Image location labeling entries
════════
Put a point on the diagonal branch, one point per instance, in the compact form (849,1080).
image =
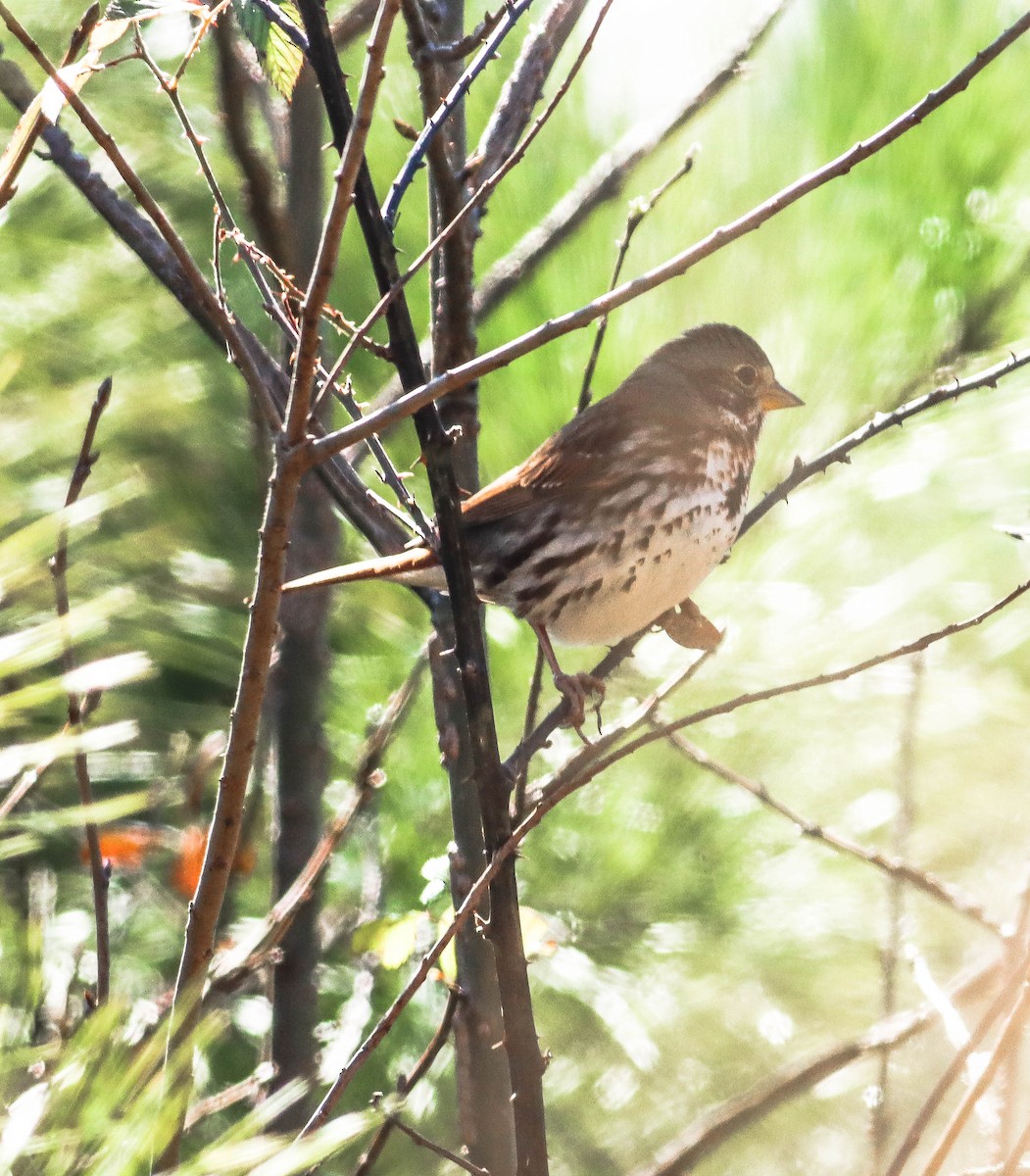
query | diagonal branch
(590,761)
(730,1117)
(880,423)
(678,265)
(417,157)
(524,85)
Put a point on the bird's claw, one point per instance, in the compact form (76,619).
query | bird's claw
(576,689)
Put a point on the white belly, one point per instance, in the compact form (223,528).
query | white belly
(616,598)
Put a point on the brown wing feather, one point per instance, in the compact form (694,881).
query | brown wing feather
(574,456)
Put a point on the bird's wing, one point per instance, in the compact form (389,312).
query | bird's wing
(572,457)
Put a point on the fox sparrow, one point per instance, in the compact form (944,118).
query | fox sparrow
(618,516)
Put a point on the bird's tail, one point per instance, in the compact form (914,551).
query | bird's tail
(418,567)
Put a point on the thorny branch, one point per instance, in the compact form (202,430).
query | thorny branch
(590,761)
(475,200)
(676,266)
(639,211)
(261,632)
(880,423)
(608,177)
(417,157)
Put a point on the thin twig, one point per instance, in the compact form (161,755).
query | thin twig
(528,726)
(406,1083)
(435,1148)
(388,470)
(637,211)
(608,177)
(880,423)
(246,1091)
(170,87)
(290,465)
(725,1121)
(454,51)
(1016,975)
(228,969)
(1018,1152)
(524,83)
(59,571)
(240,352)
(895,933)
(676,266)
(894,864)
(589,762)
(417,157)
(346,177)
(976,1091)
(475,199)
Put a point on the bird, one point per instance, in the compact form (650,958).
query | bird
(616,518)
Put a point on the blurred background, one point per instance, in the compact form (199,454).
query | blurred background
(690,942)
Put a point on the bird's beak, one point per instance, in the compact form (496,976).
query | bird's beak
(774,395)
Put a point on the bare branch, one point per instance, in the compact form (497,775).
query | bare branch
(417,157)
(524,85)
(894,865)
(407,1082)
(395,291)
(608,176)
(231,964)
(881,422)
(225,326)
(59,571)
(575,320)
(590,761)
(1006,1038)
(729,1118)
(423,1142)
(637,212)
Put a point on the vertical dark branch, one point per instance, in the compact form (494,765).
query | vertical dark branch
(59,571)
(894,939)
(300,679)
(519,1035)
(481,1069)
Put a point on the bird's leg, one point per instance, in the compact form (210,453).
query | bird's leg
(574,688)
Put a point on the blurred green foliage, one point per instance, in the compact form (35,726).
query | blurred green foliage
(700,942)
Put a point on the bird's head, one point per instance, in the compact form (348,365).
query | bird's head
(725,369)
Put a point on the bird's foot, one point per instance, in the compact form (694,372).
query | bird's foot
(576,689)
(689,627)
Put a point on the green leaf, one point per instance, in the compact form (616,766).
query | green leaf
(394,939)
(128,10)
(280,58)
════════
Please copy every line of the entries above word for word, leaving out the pictures.

Put a point on the diagonal branch, one point per instance, in the compact form (849,1080).
image =
query | diagonal branch
(590,761)
(730,1117)
(880,423)
(678,265)
(417,157)
(524,85)
Put a point on the bird's claw, one point per instance, in the compact form (76,619).
query | bird's claw
(576,689)
Put a point on the white belly, one point per instance, in the compact form (223,528).
query | white belly
(616,598)
Put a point on the brown wing feather, one point per instance, in the compact form (694,881).
query | brown wing feather
(574,456)
Put a point on the bird's wing, one point per instance, in the compact form (389,312).
query | bird's wing
(572,457)
Put a point on the fox sparrow, one point per instance, in the compact form (944,118).
query | fox sparrow
(618,516)
Put a point on the bird's tail, one point per instance, in the compact form (914,551).
query | bird's tail
(418,567)
Put a point on the thorny branch, one point per instance, in the compact form (202,430).
query | thorny branch
(590,761)
(475,200)
(676,266)
(639,211)
(261,632)
(880,423)
(608,177)
(417,157)
Put a point on the thin twig, one point per instance, in the compact form (161,755).
query | thin twig
(528,726)
(406,1083)
(435,1148)
(388,470)
(637,211)
(608,177)
(880,423)
(246,1091)
(170,87)
(290,465)
(725,1121)
(454,51)
(1016,975)
(228,969)
(1018,1152)
(524,83)
(59,571)
(240,352)
(895,933)
(676,266)
(894,864)
(589,762)
(417,157)
(346,177)
(976,1091)
(475,199)
Put a point on the bird, one point per instance, in the compact form (650,958).
query | bird
(616,518)
Put a point on the blurred background, one point per instance, in the compact form (199,454).
query | blurred background
(690,942)
Put a point on the bird's beak, one point per instance, in the compact form (496,976).
query | bird's beak
(774,395)
Put a point on the bare branch, one point per instance, in the compact form (497,775).
query | bare branch
(417,157)
(524,85)
(894,865)
(407,1082)
(395,291)
(608,176)
(231,964)
(881,422)
(225,326)
(59,571)
(575,320)
(590,761)
(1006,1038)
(729,1118)
(423,1142)
(637,212)
Put a point on the vertical dark branch, one point per instance, in the compact form (494,765).
query | vertical dark branch
(59,571)
(894,939)
(300,679)
(519,1035)
(481,1069)
Put a point on the bird's leg, one point per instance, in the compact form (210,453).
query | bird's leg
(574,688)
Put a point on the blurred green foliage, one point per instance, in the compact form (35,726).
query | blurred green foliage
(700,942)
Put a point on the bird's head, one point per instance, in the compact form (348,365).
query | bird's head
(725,369)
Put a point on the bird's foot, one point per instance, in the compact form (694,372).
query | bird's foot
(576,689)
(689,627)
Put a point on the green leaf, one point per instance, in the compact form (616,766).
query | green leaf
(394,939)
(128,10)
(280,58)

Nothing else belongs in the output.